Items from a dataset:
═══

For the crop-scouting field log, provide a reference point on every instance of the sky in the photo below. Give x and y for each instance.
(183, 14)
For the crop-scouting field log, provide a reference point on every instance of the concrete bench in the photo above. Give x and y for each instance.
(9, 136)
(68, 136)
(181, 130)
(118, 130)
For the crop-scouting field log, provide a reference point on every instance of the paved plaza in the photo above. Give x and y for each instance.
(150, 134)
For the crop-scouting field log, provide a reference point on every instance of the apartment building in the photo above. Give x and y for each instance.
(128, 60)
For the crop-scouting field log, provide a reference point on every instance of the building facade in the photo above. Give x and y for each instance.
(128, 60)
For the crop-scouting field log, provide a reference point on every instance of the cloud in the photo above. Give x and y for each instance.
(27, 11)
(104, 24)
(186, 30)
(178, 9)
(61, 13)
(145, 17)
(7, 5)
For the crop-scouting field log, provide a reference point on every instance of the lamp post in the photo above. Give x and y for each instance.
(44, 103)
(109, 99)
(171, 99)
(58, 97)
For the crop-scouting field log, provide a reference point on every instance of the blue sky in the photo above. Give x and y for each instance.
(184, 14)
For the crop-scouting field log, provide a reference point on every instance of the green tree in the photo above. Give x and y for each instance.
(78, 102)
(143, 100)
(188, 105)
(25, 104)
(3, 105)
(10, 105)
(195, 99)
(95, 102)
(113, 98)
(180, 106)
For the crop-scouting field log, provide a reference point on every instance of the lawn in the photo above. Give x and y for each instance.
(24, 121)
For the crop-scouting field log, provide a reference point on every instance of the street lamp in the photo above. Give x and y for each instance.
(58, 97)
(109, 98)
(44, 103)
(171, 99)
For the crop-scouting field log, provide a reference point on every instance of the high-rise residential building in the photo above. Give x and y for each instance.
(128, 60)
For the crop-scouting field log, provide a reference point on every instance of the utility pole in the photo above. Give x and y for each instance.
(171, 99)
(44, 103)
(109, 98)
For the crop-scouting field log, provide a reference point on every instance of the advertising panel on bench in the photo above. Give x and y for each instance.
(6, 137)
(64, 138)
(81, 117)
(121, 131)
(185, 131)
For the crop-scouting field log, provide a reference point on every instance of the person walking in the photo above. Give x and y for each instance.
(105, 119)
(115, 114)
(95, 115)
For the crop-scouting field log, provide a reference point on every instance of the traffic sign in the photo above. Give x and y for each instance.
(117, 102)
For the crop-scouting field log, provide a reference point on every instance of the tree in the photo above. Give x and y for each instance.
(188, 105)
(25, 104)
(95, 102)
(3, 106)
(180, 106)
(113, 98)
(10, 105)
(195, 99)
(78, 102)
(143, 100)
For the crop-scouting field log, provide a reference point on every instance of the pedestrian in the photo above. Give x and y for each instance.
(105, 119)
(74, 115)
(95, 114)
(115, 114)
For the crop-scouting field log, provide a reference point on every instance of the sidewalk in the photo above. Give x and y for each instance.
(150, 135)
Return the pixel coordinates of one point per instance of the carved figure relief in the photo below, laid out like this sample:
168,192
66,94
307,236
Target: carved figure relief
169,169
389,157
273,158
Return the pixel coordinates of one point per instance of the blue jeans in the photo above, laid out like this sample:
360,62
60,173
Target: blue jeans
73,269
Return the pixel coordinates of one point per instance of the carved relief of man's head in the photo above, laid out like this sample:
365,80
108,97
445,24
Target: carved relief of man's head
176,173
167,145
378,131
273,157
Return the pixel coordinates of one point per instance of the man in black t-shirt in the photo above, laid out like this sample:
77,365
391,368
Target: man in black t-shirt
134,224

═══

Written problem
Output all of the data again. Match it exactly.

The result
For the crop-scouting field log, provide a reference point on every instance of the sky in the photo below. Give x and y for each instance.
(183, 14)
For the crop-scouting field log, provide a reference point on every instance of the concrete bench in the photo above. Give x and y for each instance.
(9, 136)
(68, 136)
(181, 130)
(118, 130)
For the crop-scouting field log, provide a reference point on every instance of the paved plaza in the photo above. Give x and y for each instance.
(150, 134)
For the crop-scouting field log, provide a reference point on every instance of the apartment building in the photo above. Give x and y for each instance.
(128, 60)
For the crop-scouting field log, provide a reference point on every instance of the building facade in the photo above. Give x and y for each instance.
(128, 60)
For the crop-scouting field log, provide a reference point on every instance of the cloud in the photo above. Give x and y for each instance.
(27, 11)
(104, 24)
(186, 30)
(178, 9)
(61, 13)
(145, 17)
(7, 5)
For the crop-scouting field log, provide a reference point on every instance of the lamp post in the photo above. Give x and y for each instance.
(44, 103)
(109, 99)
(171, 99)
(58, 97)
For the crop-scouting field log, provide a reference point on every instance of the blue sky in the photo above. Give x and y for each instance.
(184, 14)
For the crop-scouting field log, provide a reference point on every instance of the green tree in the photo above. Give x and y for each instance.
(78, 102)
(143, 100)
(188, 105)
(25, 104)
(3, 105)
(10, 105)
(195, 99)
(95, 102)
(113, 98)
(180, 106)
For the crop-scouting field log, provide a reference point on every instance of the lawn in the photo above. Give x and y for each instance.
(24, 121)
For the crop-scouting field log, provide a reference point on every instance of the street lamp in the photo above. Give x and y for each instance.
(58, 97)
(109, 98)
(44, 103)
(171, 99)
For the crop-scouting field log, provide a reference point on every instance of the high-rise residential building in the photo above. Give x and y for each instance.
(128, 60)
For the crop-scouting field log, provide a reference point on every instance of the utility pole in the photo above. Give x and y for each instance.
(171, 99)
(44, 103)
(109, 98)
For the crop-scouting field log, provide a reference point on every instance of the advertising panel on bench in the photo above. Give x and y for each instance.
(6, 137)
(64, 138)
(81, 117)
(121, 131)
(185, 131)
For the crop-scouting field log, provide a reference point on every instance of the person walking in the photo above. Give x and y for each instance.
(105, 119)
(115, 114)
(95, 115)
For the crop-scouting field log, provide a reference point on every instance of the traffic sign in the photo above. Give x and y for each instance.
(117, 102)
For the crop-scouting field log, provide a reference point on every instance of the tree in the photo above. Give x and y for each instance.
(188, 105)
(25, 104)
(95, 102)
(3, 106)
(180, 106)
(113, 98)
(10, 105)
(195, 99)
(78, 102)
(143, 100)
For the crop-scouting field log, provide a reference point on every instance of the pedestrian in the photo above. Give x and y for each instance.
(105, 119)
(74, 115)
(95, 114)
(115, 114)
For the crop-scouting field log, provide a reference point on every instance of the sidewalk in the photo above. Give x and y for each instance.
(150, 135)
Return the pixel coordinates of one point per instance of the carved figure relief in the photo below, laid out like this sample:
168,192
66,94
307,236
Target: carved figure relief
169,169
389,157
273,158
Return the pixel coordinates of one point per instance of the blue jeans in the photo above, laid out like this sample:
360,62
60,173
Target: blue jeans
73,269
Return the pixel coordinates of one point per instance of the carved relief of man's head in the photo above, laid out like this sample:
365,80
108,97
445,24
Target: carved relief of man's head
176,173
167,145
378,131
273,157
Return the pixel coordinates of one point per instance of the man in black t-shirt in the photo above, laid out like this sample:
77,365
391,368
Target: man in black t-shirt
134,224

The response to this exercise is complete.